> Task description: From the line containing "Spot the index" down to the final line of the entries below, quote every line verbatim. Exclude pictures.

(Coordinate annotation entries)
———

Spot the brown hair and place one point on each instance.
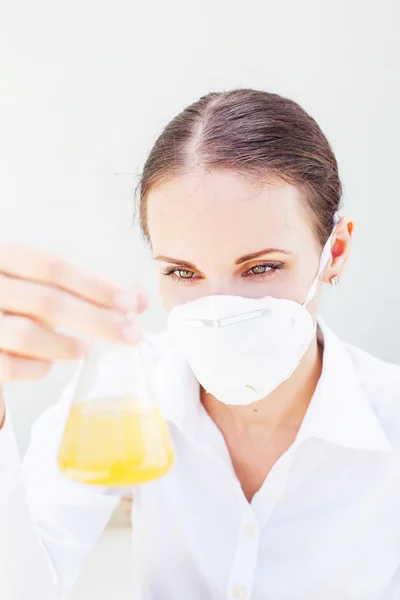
(254, 133)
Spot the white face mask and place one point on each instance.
(241, 349)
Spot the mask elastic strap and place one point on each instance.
(323, 261)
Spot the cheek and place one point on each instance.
(172, 293)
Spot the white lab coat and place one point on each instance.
(325, 523)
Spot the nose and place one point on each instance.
(221, 286)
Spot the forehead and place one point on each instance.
(225, 211)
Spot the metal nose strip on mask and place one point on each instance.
(255, 314)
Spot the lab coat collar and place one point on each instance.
(339, 411)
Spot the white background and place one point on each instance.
(86, 86)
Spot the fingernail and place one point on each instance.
(131, 331)
(126, 300)
(82, 350)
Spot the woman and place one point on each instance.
(287, 480)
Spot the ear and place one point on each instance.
(340, 249)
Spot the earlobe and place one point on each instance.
(334, 280)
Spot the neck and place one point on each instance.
(284, 407)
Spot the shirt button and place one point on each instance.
(250, 529)
(238, 591)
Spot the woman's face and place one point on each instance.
(219, 233)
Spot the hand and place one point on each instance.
(40, 292)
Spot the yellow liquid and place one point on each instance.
(107, 442)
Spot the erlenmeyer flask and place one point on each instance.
(115, 434)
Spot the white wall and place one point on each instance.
(86, 85)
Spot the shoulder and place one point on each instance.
(380, 382)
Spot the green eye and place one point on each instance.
(260, 269)
(185, 274)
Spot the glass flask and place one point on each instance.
(115, 434)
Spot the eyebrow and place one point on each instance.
(239, 261)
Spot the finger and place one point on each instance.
(55, 308)
(38, 265)
(22, 336)
(16, 368)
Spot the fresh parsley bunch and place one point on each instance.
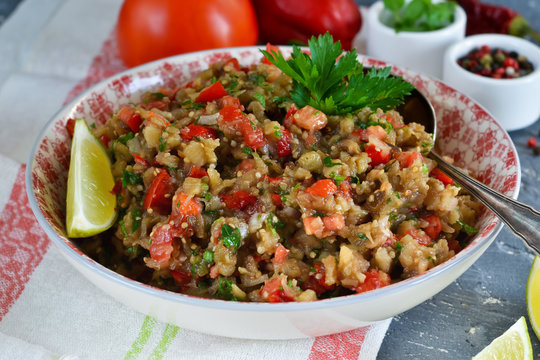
(338, 86)
(419, 15)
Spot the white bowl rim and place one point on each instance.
(218, 304)
(465, 45)
(375, 9)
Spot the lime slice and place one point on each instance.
(533, 296)
(90, 205)
(513, 344)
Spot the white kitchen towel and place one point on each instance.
(51, 51)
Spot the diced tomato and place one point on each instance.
(396, 123)
(284, 143)
(238, 200)
(334, 222)
(270, 48)
(274, 181)
(454, 245)
(193, 131)
(289, 117)
(197, 172)
(184, 204)
(378, 154)
(439, 175)
(280, 255)
(116, 188)
(433, 229)
(233, 62)
(228, 100)
(158, 196)
(181, 278)
(139, 160)
(273, 291)
(313, 225)
(105, 140)
(129, 117)
(276, 199)
(161, 246)
(323, 188)
(246, 165)
(420, 236)
(374, 280)
(212, 92)
(310, 119)
(407, 158)
(251, 135)
(70, 126)
(317, 280)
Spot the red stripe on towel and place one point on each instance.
(22, 245)
(343, 346)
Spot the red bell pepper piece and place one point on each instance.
(213, 92)
(158, 195)
(238, 200)
(439, 175)
(192, 131)
(283, 21)
(129, 117)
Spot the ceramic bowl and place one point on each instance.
(466, 132)
(419, 51)
(514, 103)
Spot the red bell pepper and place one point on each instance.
(284, 21)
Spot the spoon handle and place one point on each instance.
(522, 219)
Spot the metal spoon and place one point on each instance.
(522, 219)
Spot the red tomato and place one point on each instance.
(213, 92)
(284, 143)
(148, 30)
(439, 175)
(322, 188)
(129, 117)
(434, 227)
(156, 197)
(238, 200)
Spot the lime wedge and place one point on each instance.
(90, 205)
(514, 344)
(533, 296)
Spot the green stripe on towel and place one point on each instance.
(142, 338)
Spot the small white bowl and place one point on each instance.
(419, 51)
(514, 103)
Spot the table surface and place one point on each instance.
(489, 297)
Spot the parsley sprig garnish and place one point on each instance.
(338, 87)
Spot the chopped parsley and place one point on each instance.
(230, 237)
(129, 178)
(337, 178)
(338, 86)
(327, 161)
(136, 217)
(470, 230)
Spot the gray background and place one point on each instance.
(489, 297)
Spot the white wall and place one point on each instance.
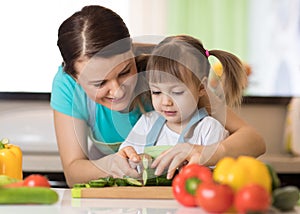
(29, 124)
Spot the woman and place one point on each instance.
(95, 94)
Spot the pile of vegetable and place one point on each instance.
(240, 185)
(34, 189)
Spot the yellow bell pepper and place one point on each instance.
(242, 171)
(10, 160)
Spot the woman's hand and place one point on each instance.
(174, 158)
(130, 153)
(116, 165)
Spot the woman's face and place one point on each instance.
(108, 81)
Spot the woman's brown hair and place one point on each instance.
(91, 31)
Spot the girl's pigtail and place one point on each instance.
(234, 76)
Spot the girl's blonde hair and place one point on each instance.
(178, 54)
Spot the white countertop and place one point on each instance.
(67, 204)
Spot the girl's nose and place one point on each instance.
(166, 100)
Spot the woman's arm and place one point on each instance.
(71, 134)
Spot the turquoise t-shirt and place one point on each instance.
(106, 125)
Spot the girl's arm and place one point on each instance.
(243, 140)
(71, 135)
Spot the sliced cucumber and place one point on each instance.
(98, 183)
(150, 179)
(28, 195)
(120, 182)
(133, 182)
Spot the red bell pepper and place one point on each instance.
(185, 183)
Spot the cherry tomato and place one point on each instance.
(184, 184)
(214, 197)
(252, 198)
(36, 180)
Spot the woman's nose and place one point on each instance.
(116, 89)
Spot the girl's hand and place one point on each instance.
(175, 157)
(129, 153)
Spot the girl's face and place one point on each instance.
(108, 81)
(174, 101)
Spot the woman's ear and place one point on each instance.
(202, 90)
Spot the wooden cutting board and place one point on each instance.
(122, 192)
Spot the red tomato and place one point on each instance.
(184, 184)
(180, 194)
(213, 197)
(36, 180)
(252, 197)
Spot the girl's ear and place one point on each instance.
(202, 87)
(202, 90)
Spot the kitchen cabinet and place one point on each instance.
(67, 204)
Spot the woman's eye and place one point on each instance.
(155, 92)
(99, 85)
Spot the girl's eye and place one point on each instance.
(178, 92)
(124, 73)
(155, 92)
(99, 84)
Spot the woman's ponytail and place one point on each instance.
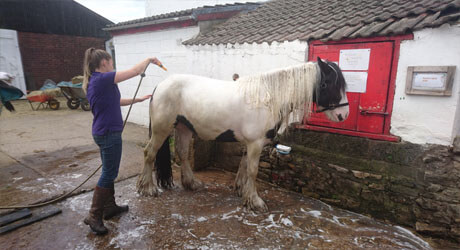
(93, 58)
(86, 69)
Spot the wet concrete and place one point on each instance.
(211, 218)
(46, 153)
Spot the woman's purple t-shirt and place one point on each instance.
(104, 98)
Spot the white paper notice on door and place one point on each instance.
(356, 81)
(354, 59)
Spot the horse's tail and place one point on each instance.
(162, 160)
(163, 166)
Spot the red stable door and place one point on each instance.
(367, 97)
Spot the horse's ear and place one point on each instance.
(322, 65)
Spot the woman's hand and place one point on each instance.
(141, 99)
(155, 61)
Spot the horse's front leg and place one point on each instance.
(250, 197)
(184, 137)
(145, 184)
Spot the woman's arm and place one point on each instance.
(136, 70)
(126, 102)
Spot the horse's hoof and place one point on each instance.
(193, 185)
(238, 190)
(256, 204)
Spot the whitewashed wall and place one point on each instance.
(166, 46)
(417, 119)
(10, 58)
(428, 119)
(156, 7)
(219, 62)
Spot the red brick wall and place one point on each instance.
(55, 57)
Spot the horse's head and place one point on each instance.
(329, 94)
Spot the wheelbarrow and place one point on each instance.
(45, 99)
(75, 95)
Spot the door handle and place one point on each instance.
(369, 112)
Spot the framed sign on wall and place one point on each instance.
(430, 80)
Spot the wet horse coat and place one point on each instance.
(248, 111)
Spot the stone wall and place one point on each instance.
(408, 184)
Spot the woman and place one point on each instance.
(100, 84)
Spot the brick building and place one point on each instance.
(52, 37)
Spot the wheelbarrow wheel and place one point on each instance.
(73, 103)
(85, 105)
(53, 104)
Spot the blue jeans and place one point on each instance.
(110, 146)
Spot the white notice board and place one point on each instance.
(356, 81)
(354, 59)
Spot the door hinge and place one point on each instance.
(369, 112)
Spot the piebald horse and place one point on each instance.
(252, 110)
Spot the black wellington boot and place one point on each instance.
(94, 219)
(111, 208)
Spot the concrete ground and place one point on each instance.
(45, 153)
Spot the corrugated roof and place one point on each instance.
(287, 20)
(192, 13)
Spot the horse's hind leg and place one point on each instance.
(184, 136)
(250, 197)
(241, 176)
(145, 183)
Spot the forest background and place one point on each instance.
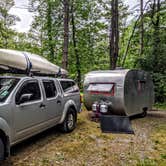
(86, 35)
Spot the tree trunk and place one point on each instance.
(78, 64)
(141, 28)
(114, 35)
(156, 33)
(66, 34)
(49, 31)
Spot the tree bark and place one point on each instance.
(114, 35)
(66, 34)
(49, 31)
(78, 64)
(156, 33)
(141, 28)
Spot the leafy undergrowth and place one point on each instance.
(160, 106)
(87, 146)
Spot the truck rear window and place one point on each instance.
(69, 86)
(6, 87)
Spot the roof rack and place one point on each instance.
(4, 69)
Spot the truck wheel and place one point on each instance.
(69, 123)
(2, 150)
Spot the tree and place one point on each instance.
(6, 22)
(114, 35)
(141, 28)
(66, 34)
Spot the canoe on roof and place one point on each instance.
(21, 62)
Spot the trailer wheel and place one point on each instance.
(69, 123)
(144, 113)
(2, 150)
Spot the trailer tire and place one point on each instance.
(143, 114)
(2, 150)
(69, 123)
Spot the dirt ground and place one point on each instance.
(87, 146)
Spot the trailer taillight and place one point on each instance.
(106, 89)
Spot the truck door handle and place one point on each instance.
(42, 105)
(58, 102)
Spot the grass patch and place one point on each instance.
(160, 106)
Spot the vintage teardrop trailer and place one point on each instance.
(119, 92)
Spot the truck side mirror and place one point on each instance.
(24, 98)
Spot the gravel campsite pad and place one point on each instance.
(88, 146)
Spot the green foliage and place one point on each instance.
(154, 56)
(92, 22)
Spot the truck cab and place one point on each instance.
(30, 105)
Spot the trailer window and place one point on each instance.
(105, 88)
(6, 87)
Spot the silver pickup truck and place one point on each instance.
(30, 105)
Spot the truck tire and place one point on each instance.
(69, 123)
(2, 150)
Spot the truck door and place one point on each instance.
(53, 101)
(29, 111)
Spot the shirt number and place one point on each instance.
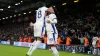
(39, 14)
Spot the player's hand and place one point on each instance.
(31, 24)
(48, 21)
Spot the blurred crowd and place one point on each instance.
(76, 26)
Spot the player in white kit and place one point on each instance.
(94, 44)
(52, 33)
(38, 27)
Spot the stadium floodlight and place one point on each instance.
(30, 12)
(24, 13)
(3, 18)
(36, 10)
(9, 6)
(21, 1)
(54, 6)
(1, 9)
(14, 15)
(6, 17)
(19, 14)
(16, 4)
(64, 3)
(10, 16)
(76, 1)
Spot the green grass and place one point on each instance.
(6, 50)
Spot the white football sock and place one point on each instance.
(31, 47)
(35, 46)
(54, 50)
(94, 51)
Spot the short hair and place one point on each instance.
(40, 4)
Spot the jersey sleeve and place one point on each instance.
(53, 19)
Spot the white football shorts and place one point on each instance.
(52, 38)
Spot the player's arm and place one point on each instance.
(31, 24)
(53, 20)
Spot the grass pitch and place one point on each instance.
(6, 50)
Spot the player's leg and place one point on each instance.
(51, 41)
(31, 47)
(98, 50)
(36, 45)
(94, 50)
(37, 35)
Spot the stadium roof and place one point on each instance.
(15, 7)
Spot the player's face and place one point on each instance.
(50, 10)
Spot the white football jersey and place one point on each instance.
(94, 40)
(50, 27)
(40, 14)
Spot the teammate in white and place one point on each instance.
(38, 27)
(94, 44)
(52, 33)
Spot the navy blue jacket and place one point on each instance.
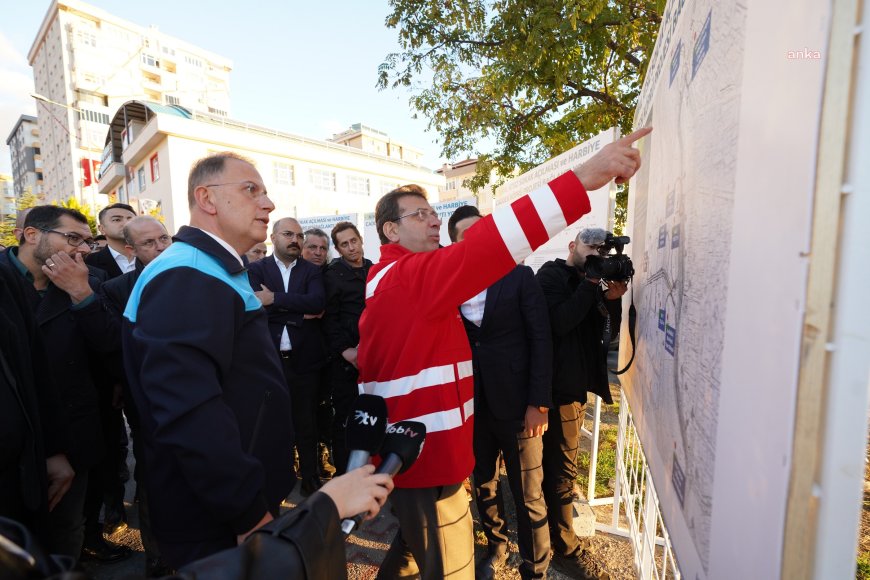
(304, 295)
(215, 410)
(512, 351)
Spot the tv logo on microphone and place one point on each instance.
(401, 430)
(363, 418)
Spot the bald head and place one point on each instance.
(146, 238)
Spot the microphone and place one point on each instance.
(402, 445)
(365, 430)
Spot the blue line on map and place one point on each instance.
(702, 45)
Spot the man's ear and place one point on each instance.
(30, 234)
(391, 231)
(205, 199)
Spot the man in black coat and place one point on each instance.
(345, 282)
(75, 324)
(581, 334)
(215, 411)
(291, 290)
(115, 259)
(105, 482)
(509, 333)
(34, 432)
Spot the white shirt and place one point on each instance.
(473, 309)
(126, 265)
(285, 275)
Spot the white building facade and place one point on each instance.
(151, 147)
(24, 150)
(86, 63)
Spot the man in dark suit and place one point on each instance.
(291, 290)
(75, 323)
(509, 333)
(115, 259)
(105, 482)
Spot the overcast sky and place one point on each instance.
(303, 67)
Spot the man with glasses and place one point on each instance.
(580, 323)
(414, 351)
(291, 290)
(75, 324)
(215, 418)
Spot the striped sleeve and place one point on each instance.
(530, 221)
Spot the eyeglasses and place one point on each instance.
(422, 214)
(74, 240)
(249, 186)
(164, 240)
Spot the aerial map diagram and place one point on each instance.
(680, 217)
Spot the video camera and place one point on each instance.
(606, 266)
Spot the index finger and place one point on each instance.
(639, 134)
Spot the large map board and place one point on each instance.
(719, 217)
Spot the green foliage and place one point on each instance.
(27, 200)
(606, 472)
(535, 77)
(73, 203)
(863, 571)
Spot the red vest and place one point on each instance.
(413, 348)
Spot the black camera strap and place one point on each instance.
(632, 320)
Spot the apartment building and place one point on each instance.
(87, 63)
(24, 149)
(455, 176)
(151, 147)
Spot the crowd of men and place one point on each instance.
(227, 363)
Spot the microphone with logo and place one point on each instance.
(365, 430)
(402, 445)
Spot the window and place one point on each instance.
(358, 185)
(92, 116)
(284, 174)
(323, 179)
(387, 187)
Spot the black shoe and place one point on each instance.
(310, 485)
(576, 565)
(156, 568)
(325, 469)
(96, 548)
(493, 562)
(115, 519)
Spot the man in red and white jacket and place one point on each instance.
(414, 352)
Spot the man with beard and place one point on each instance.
(345, 282)
(291, 290)
(75, 323)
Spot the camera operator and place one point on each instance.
(580, 324)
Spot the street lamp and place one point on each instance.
(84, 142)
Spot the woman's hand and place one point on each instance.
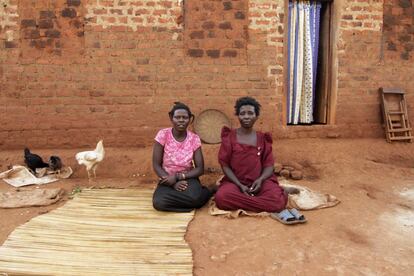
(181, 185)
(244, 189)
(168, 180)
(255, 188)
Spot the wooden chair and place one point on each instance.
(394, 110)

———

> Result for this task:
Spot the index finger and place one point on each instance.
(639, 134)
Spot the large map board and place one point on each instance.
(719, 217)
Spot the green foliage and place one point on each instance.
(27, 200)
(606, 472)
(535, 77)
(73, 203)
(863, 571)
Spot the red vest and place one point on each instance.
(413, 348)
Spot the black camera strap and place one point on each instance.
(632, 320)
Spot the apartment building and place one point on each instance.
(87, 63)
(24, 149)
(455, 176)
(151, 147)
Spot the crowd of men and place one point on each instance.
(227, 363)
Spot the microphone with logo and place one point on each instance.
(365, 430)
(402, 445)
Spot the window and place one point on each instance.
(358, 185)
(92, 116)
(284, 174)
(323, 179)
(387, 187)
Spot the black shoe and place one point on each instance.
(310, 485)
(576, 565)
(156, 568)
(325, 469)
(96, 548)
(493, 562)
(115, 519)
Spot the man in red and white jacket and place one point on each instance.
(414, 352)
Spot the man with beard and place one point on each instance.
(345, 282)
(291, 290)
(75, 323)
Spot the camera operator and place one point on each instance.
(580, 324)
Spot the street lamp and place one point on each instance.
(84, 142)
Spot the woman's hand and place one point on each instance.
(181, 185)
(244, 189)
(168, 180)
(255, 188)
Spot the wooden chair and place one point on each instance.
(394, 110)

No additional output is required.